* **ZIEL A**
Gib aus den Datensätzen die Zeilen von der Zeile mit „Reviewer note: every instance of the green sticky note should“ bis zur Zeile mit „[[326, 43], [546, 329]]“, beide eingeschlossen, unverändert wieder.

* **VORLIEGENDER AUSZUG**
================
Klar, wenn man ne gute Stelle kennt geht das. Aber bei einem Anfänger wird das  wohl eher nicht der Fall sein. Ist ausserdem ne Frage der individuellen Einstellung. Ich für meinen Teil suche lieber die Fische, als darauf zu warten, dass sie zu mir kommen. Das ist mir einfach zu langweilig. :q


----------



## Haeck (7. November 2006)

*AW: Meerforellenanfänger*



Kochtoppangler schrieb:


> 2,70 langt eigentlich wenn du nicht allzuoft losgehst...



- 2,70 m ist vollkommen ausreichend...



Kochtoppangler schrieb:


> ...Achja Bremse vorher vernünftig einstellen denn ne 10er FL knallt ne gute Mefo sonst locker durch !



- negativ, die 10er ist für das fischen auf meerforelle ebenfalls sehr gut geeignet. selbst kapitale meerforellen lassen sich damit fangen. 
- fische seit jahren mit dieser schnur ohne verluste.
- entscheidend ist die einstellung der bremse u. die aktion deiner rute !

- in punkto wurfgewicht ist eine rute von 10 - 24 gr. max. 30 gr. ausreichend. das ködergewicht pendelt erfahrungsgemäß zwischen 12 - 24 gr., meine meinung !
================
* **EINGABEDATEN**
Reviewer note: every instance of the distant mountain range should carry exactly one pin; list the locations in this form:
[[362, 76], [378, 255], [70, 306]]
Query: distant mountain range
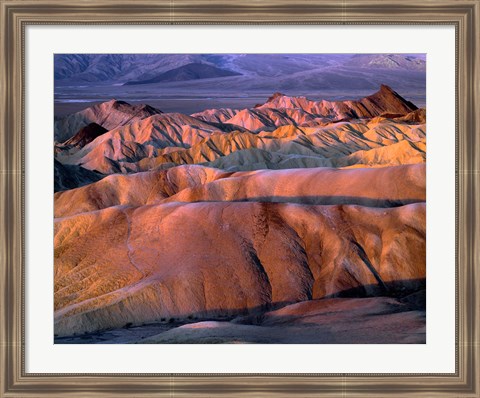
[[313, 208], [191, 71]]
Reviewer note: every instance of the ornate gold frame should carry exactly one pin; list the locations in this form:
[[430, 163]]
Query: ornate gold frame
[[16, 14]]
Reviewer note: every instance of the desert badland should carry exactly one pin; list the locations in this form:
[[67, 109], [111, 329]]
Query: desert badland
[[290, 220]]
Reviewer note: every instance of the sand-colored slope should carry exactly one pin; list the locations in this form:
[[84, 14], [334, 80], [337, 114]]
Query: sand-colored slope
[[377, 187], [286, 132], [122, 265], [132, 190], [109, 115]]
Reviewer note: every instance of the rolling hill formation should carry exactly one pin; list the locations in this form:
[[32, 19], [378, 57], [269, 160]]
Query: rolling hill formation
[[291, 221]]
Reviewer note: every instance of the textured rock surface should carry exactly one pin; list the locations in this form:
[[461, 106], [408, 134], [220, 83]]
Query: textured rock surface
[[121, 265]]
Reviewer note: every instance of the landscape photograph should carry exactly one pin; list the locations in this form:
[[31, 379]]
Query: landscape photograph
[[239, 198]]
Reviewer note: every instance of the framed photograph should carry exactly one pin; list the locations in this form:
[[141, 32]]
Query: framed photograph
[[206, 198]]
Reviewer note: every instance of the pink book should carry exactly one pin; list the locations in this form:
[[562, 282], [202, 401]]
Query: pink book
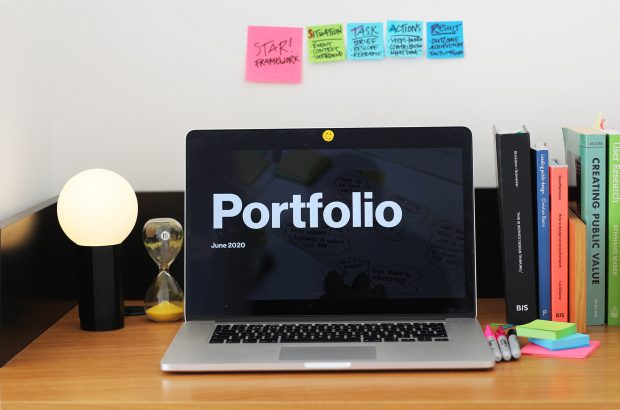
[[577, 353], [558, 225]]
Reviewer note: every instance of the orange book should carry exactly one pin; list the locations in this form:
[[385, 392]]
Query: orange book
[[577, 271], [558, 225]]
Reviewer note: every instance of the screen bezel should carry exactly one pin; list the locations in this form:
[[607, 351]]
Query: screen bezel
[[212, 141]]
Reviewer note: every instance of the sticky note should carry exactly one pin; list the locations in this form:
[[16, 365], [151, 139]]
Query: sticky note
[[325, 43], [578, 353], [444, 39], [404, 38], [365, 41], [274, 54], [568, 342], [546, 329]]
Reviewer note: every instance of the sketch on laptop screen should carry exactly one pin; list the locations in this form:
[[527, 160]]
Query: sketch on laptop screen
[[341, 224]]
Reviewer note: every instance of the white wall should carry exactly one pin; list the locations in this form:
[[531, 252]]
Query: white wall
[[130, 78], [26, 166]]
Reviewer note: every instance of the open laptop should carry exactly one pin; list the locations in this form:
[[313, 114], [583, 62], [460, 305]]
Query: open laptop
[[329, 249]]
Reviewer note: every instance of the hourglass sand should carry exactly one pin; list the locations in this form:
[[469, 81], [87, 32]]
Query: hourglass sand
[[163, 239]]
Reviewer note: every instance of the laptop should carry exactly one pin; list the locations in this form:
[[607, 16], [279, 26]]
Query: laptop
[[329, 249]]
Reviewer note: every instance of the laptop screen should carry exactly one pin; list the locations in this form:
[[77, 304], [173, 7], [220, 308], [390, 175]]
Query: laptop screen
[[326, 222]]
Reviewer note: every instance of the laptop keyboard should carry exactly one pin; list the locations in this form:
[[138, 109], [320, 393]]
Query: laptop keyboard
[[330, 333]]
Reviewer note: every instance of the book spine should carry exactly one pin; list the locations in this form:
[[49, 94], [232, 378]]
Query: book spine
[[516, 225], [593, 188], [558, 192], [541, 178], [613, 229], [576, 272]]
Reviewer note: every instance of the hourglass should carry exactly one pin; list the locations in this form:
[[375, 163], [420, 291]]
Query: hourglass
[[163, 239]]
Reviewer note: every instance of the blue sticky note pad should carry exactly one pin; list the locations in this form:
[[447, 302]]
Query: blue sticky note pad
[[404, 38], [365, 41], [569, 342], [444, 39]]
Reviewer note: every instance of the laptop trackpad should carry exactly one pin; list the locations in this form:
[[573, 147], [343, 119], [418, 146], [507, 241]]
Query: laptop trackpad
[[328, 353]]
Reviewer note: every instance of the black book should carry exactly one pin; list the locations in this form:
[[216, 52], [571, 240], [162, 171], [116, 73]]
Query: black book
[[516, 224]]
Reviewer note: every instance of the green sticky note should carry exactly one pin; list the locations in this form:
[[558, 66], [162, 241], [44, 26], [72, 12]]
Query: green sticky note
[[326, 43], [546, 329]]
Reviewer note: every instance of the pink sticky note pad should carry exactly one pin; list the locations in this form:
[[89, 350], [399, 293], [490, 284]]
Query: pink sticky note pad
[[274, 54], [577, 353]]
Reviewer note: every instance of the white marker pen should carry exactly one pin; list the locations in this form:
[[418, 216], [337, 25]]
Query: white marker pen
[[503, 343], [513, 341], [488, 333]]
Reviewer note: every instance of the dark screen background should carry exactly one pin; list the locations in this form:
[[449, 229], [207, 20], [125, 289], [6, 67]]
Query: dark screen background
[[242, 271]]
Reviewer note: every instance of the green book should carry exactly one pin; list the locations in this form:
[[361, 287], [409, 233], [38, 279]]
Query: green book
[[585, 157], [546, 329], [613, 227]]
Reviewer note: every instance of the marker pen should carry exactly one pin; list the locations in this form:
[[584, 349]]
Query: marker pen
[[513, 341], [488, 333], [503, 343]]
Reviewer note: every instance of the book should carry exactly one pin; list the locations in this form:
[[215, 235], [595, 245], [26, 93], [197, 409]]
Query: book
[[613, 227], [577, 353], [568, 342], [546, 329], [516, 224], [558, 225], [576, 271], [540, 181], [585, 157]]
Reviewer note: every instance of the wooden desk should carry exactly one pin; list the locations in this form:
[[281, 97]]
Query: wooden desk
[[69, 368]]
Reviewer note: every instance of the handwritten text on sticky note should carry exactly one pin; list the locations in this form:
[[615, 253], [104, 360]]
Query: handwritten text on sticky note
[[444, 39], [325, 43], [365, 41], [404, 38], [274, 54]]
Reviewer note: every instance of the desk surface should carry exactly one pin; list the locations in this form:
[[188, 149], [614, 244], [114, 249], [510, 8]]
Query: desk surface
[[69, 368]]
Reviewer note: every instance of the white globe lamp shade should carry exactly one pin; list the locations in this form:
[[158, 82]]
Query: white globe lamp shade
[[97, 207]]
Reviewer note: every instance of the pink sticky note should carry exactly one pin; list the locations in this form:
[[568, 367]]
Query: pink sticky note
[[274, 54], [577, 353]]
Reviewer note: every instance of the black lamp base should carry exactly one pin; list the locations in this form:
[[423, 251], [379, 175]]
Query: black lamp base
[[101, 294]]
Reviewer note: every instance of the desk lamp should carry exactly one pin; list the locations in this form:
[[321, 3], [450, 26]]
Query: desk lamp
[[97, 209]]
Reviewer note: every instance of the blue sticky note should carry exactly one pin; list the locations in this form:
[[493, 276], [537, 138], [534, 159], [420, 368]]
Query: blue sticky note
[[444, 39], [568, 342], [365, 41], [404, 38]]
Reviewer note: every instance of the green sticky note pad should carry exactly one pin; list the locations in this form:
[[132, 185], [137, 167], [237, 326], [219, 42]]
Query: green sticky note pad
[[303, 166], [546, 329], [326, 43]]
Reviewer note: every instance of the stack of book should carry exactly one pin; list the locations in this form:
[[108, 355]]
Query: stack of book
[[560, 260], [555, 339]]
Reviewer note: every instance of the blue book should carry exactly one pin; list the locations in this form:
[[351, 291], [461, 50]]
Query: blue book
[[540, 174], [586, 159], [569, 342]]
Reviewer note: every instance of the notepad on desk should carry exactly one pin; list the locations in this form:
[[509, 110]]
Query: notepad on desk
[[569, 342], [546, 329], [577, 353]]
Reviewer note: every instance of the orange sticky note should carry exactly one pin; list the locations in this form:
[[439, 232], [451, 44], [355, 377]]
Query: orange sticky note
[[274, 54], [576, 353]]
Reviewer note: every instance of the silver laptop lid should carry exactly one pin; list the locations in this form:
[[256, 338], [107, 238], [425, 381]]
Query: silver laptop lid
[[355, 221]]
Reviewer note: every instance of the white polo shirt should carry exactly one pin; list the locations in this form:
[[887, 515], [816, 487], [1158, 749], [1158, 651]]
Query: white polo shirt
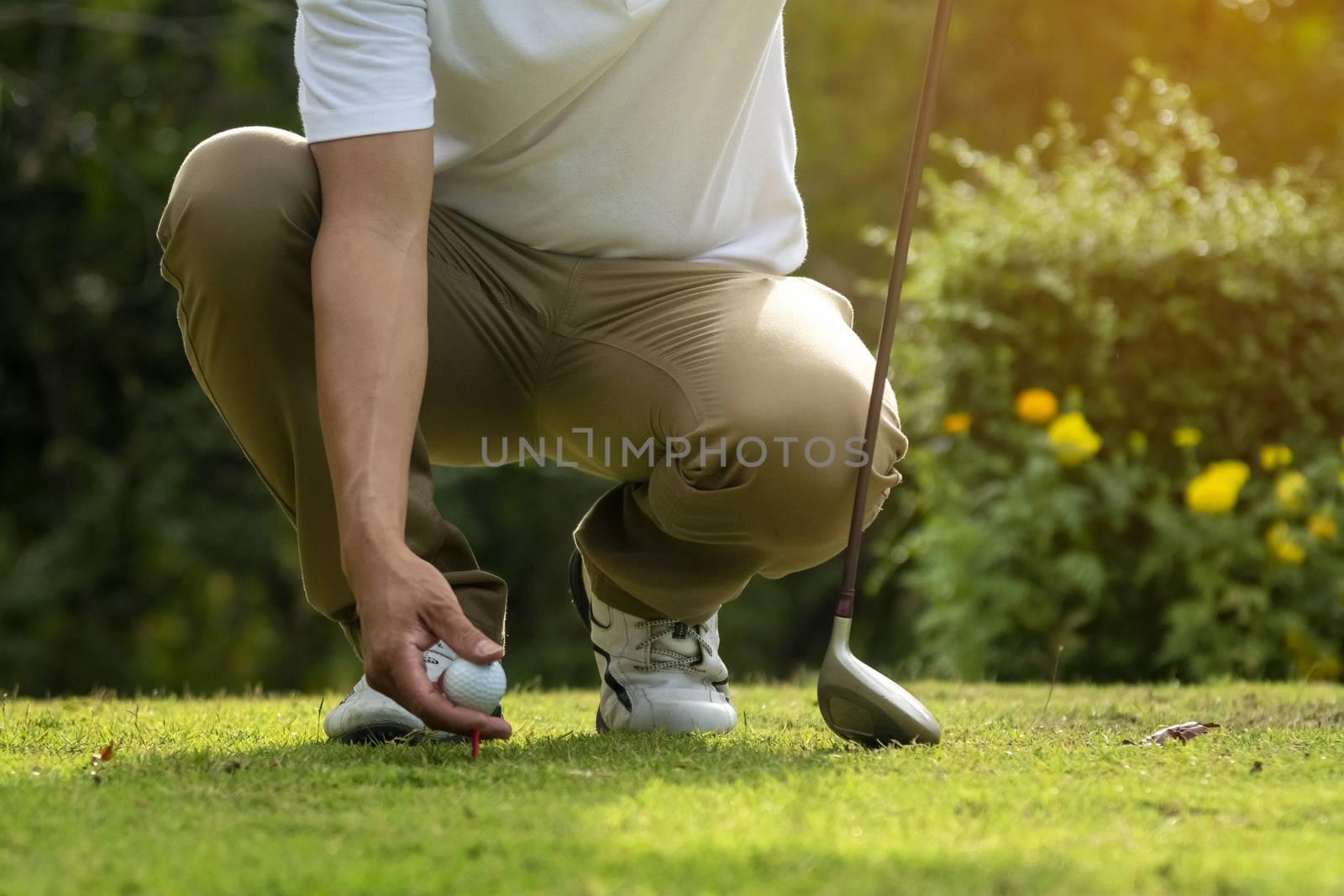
================
* **ZIEL B**
Dupliziere den gesamten Auszug über das Angeln auf Meerforellen Wort für Wort.

* **FERTIGE ANTWORT A**
Reviewer note: every instance of the green sticky note should carry exactly one pin; list the locations in this form:
[[558, 66], [162, 241], [44, 26], [72, 12]]
Query: green sticky note
[[326, 43], [546, 329]]

* **FERTIGE ANTWORT B**
Klar, wenn man ne gute Stelle kennt geht das. Aber bei einem Anfänger wird das  wohl eher nicht der Fall sein. Ist ausserdem ne Frage der individuellen Einstellung. Ich für meinen Teil suche lieber die Fische, als darauf zu warten, dass sie zu mir kommen. Das ist mir einfach zu langweilig. :q


----------



## Haeck (7. November 2006)

*AW: Meerforellenanfänger*



Kochtoppangler schrieb:


> 2,70 langt eigentlich wenn du nicht allzuoft losgehst...



- 2,70 m ist vollkommen ausreichend...



Kochtoppangler schrieb:


> ...Achja Bremse vorher vernünftig einstellen denn ne 10er FL knallt ne gute Mefo sonst locker durch !



- negativ, die 10er ist für das fischen auf meerforelle ebenfalls sehr gut geeignet. selbst kapitale meerforellen lassen sich damit fangen. 
- fische seit jahren mit dieser schnur ohne verluste.
- entscheidend ist die einstellung der bremse u. die aktion deiner rute !

- in punkto wurfgewicht ist eine rute von 10 - 24 gr. max. 30 gr. ausreichend. das ködergewicht pendelt erfahrungsgemäß zwischen 12 - 24 gr., meine meinung !